• _SOURCE TEXT_:
README.md
In sebffischer/omlbms: What the Package Does (One Line, Title Case)

omlbms - OpenML benchmark suite

This repository helps to create and maintain benchmark suites on OpenML. To use the repository, simply clone it into a local folder and run the following R commands:

devtools::install_github("mlr-org/mlr3oml@oml_run")
devtools::install_github("sebffischer/omlbms")

To work on a benchmark suite, set the option omlbms.path to a new folder, where you will store the files for the benchmark suite

options(omlbms.path = "PATH/TO/YOUR/FOLDER")

To create and curate a benchmark suite using this repository, the a specific folder-structure is suggested. An example is locate in omlbms/inst and its structure is explained below.

example_bms
├── data
│   └── example
│       ├── data.arff
│       ├── data.R
│       ├── description.md
│       └── description.yaml
├── ids
├── suite
│   ├── description.md
│   └── description.yaml
└── tasks
    └── example
        └── description.yaml

data

The data folder contains a subfolder for each dataset that should be uploaded to OpenML. Here the R-Script data.R does the preprocessing of the data and saves the data.arff file in the same folder. The data must be in this format to be able to upload it to OpenML and must be called data.arff The description.md file should contain a proper description of the data as in the example. The description.yaml currently supports.

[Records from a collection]
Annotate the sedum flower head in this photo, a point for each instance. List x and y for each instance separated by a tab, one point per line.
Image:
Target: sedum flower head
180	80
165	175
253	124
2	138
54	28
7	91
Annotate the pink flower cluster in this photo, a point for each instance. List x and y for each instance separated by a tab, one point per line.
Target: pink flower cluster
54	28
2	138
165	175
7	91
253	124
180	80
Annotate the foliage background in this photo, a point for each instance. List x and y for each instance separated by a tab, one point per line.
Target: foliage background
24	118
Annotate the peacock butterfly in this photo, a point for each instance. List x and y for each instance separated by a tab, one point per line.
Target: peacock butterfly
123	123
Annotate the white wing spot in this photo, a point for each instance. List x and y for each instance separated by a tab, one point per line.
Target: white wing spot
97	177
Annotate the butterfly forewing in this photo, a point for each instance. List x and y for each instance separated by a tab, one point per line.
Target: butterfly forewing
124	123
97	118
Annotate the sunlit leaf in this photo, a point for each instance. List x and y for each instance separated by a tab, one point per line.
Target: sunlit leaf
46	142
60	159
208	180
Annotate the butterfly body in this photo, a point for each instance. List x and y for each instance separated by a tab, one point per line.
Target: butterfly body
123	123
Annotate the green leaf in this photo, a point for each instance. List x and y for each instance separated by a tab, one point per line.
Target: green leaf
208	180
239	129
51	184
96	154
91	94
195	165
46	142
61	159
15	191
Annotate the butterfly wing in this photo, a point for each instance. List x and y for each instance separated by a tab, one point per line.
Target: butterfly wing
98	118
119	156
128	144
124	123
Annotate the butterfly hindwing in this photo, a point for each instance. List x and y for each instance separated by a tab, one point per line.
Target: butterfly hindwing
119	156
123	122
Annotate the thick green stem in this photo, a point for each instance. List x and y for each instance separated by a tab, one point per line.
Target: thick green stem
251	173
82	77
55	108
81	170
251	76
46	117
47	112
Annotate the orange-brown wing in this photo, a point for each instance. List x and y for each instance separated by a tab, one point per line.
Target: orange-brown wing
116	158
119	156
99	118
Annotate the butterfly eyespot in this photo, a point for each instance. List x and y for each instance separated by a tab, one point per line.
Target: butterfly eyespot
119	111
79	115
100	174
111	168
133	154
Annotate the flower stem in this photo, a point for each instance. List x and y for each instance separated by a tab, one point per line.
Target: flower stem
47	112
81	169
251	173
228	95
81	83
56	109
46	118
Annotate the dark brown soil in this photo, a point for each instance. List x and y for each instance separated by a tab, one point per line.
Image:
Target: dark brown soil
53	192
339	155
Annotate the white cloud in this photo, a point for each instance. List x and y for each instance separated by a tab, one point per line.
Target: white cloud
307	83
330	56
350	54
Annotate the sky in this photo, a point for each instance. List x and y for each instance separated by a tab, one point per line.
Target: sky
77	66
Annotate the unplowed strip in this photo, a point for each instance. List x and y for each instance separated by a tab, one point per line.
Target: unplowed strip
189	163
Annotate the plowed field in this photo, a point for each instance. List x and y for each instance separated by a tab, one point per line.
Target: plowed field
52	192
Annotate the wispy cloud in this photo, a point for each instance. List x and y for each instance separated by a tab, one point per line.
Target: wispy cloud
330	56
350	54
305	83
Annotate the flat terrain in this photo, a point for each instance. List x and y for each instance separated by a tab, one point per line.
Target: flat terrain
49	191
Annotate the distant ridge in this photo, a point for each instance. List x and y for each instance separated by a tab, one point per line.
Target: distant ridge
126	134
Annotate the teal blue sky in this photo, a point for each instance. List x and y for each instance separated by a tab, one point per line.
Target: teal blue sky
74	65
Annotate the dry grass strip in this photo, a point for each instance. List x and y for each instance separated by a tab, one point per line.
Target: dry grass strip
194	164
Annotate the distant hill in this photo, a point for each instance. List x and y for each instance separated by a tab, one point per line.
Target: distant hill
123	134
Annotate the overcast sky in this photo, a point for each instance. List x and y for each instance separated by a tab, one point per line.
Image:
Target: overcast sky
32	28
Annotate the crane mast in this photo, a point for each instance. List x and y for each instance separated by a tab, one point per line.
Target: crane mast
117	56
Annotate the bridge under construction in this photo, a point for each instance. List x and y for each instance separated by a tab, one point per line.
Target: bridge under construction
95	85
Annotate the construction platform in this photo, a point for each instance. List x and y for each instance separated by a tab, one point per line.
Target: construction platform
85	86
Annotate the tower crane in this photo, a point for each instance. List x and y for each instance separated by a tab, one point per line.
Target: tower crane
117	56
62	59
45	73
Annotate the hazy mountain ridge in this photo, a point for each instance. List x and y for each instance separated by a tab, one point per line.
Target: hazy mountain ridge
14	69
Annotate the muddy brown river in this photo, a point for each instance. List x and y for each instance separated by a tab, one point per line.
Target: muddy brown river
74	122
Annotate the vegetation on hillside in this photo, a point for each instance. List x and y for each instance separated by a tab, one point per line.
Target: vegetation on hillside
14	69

• _REQUIRED TASK A_:
According to the README, which option should be set to a new folder in order to work on a benchmark suite?
• _REQUIRED TASK B_:
Reproduce everything from "To create and curate" down to "is explained below." in the README, renaming "repository" to "package".

• _CORRECT RESULT A_:
The option omlbms.path should be set to a new folder.

• _CORRECT RESULT B_:
To create and curate a benchmark suite using this package, the a specific folder-structure is suggested. An example is locate in omlbms/inst and its structure is explained below.